Continue the text about Talimeren Ao, captain of India's football team at the 1948 London Olympics, picking up right after its final line.

_Text for analysis_
'''

On 31 July 1948:
THE first independent India's football team played at London Olympic
FRANCE Vs INDIA
France vs India
India lost 2:1
THE Indian Football team, who played BAREFOOT, was led by Eno. Talimeren Ao from Nagaland. He was also a Doctor by profession.
After his team came close to upsetting fancied France in the 1948 London Olympics, India skipper Talimeren Ao was asked why his team played barefoot. “In India, we play football, whereas you play bootball!” he said, winning the British media over with his wit.
A few years later, Ao stepped into a doctor’s shoes to virtually boot the footballer out of his persona, as did the Naga Hills of Assam that eventually became Nagaland.
But the State has rediscovered the legendary footballer — captain of independent India’s first soccer team in the Olympics — in the year of his birth centenary. Nagaland’s coalition government, headed by Neiphiu Rio, has decided to rename the Indira Gandhi Stadium in the capital Kohima after Talimeren Ao.
Many, including his wards, would rather have a new stadium named after him, lest a government in the future should revert to the stadium’s original name.
How did he play for India?

'''

_Records shown_
'''

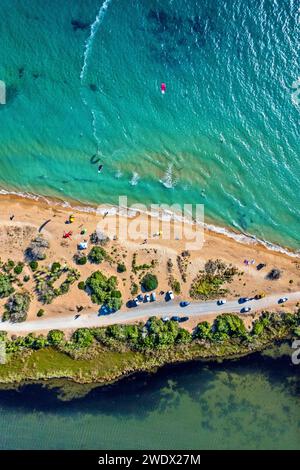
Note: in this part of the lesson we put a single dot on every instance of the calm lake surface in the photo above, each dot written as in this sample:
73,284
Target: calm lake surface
250,403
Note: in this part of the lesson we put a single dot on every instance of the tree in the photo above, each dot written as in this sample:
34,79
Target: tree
149,282
17,307
204,331
97,255
121,268
83,337
6,287
55,337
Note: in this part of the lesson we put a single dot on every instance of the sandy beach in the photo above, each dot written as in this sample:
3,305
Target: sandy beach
21,219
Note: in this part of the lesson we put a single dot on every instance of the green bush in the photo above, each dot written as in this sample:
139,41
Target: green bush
121,268
203,331
149,282
81,260
6,287
82,337
19,268
134,289
97,255
176,286
103,290
55,337
33,265
55,267
17,307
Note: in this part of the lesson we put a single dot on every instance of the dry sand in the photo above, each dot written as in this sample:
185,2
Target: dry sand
29,215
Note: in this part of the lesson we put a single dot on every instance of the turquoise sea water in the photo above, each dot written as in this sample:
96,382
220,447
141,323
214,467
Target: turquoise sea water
226,133
250,404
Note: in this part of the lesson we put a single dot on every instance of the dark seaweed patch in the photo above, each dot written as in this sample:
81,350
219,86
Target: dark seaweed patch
77,24
21,71
93,87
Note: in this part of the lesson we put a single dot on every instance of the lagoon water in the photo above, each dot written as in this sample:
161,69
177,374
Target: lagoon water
252,403
83,83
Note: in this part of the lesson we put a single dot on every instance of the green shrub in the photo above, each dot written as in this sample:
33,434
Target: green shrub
134,289
176,286
82,337
6,287
149,282
55,337
203,331
81,260
19,268
55,267
121,268
103,290
97,255
17,307
33,265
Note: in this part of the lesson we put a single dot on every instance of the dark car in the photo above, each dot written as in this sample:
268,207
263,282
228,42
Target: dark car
245,309
184,303
242,300
182,319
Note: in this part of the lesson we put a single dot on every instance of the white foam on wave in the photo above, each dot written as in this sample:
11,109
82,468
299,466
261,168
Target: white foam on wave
135,178
243,238
90,40
167,181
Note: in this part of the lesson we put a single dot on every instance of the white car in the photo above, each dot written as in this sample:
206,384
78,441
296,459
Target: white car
170,295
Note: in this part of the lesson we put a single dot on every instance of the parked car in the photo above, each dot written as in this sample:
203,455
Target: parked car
261,295
182,319
170,295
243,300
245,309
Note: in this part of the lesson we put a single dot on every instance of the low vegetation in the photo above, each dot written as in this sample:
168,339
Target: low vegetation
208,283
104,290
17,307
46,280
98,254
149,282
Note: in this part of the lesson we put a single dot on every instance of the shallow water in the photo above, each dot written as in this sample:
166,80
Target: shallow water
252,403
225,133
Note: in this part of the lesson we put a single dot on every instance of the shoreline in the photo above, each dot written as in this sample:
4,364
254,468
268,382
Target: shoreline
223,231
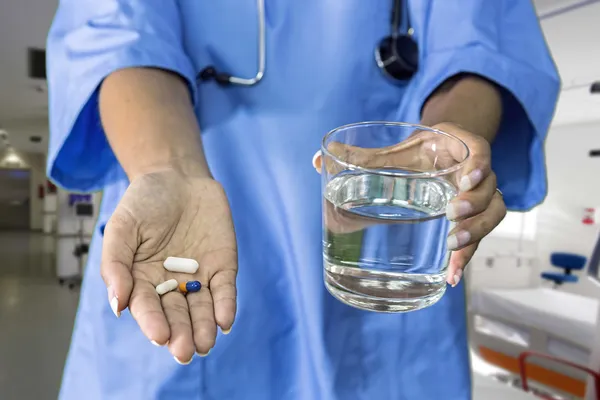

'''

_Answer_
Very few footballers have gone on to become doctors. Ao was not just an exception; in 1950, he became the first Naga to complete his MBBS. That was two years after the most glorious phase of his life as the first Naga Olympian. But a foul by an opponent in a club-level competition had threatened to end his career before it had begun in 1938. He had joined Guwahati’s Cotton College — the best in the Northeast since 1901 — for his intermediate science that year, was elected general secretary (athletics and sports) of the college and became a regular in the college football team. In a match against a local club, a player drove both fists into his jaw as he headed the ball. He spent weeks in hospital but returned the following year to help his college team win all local trophies. He graduated to Kolkata’s Mohun Bagan club while studying at Carmichael Medical College (now R.G. Kar Medical College), helped Bengal win the Provincial Santosh Trophy in 1945 and was offered the captaincy of the Indian football team at the 1948 London Olympics. At Wembley Stadium in London, he was the flag-bearer of the Indian contingent.
Why did he stop?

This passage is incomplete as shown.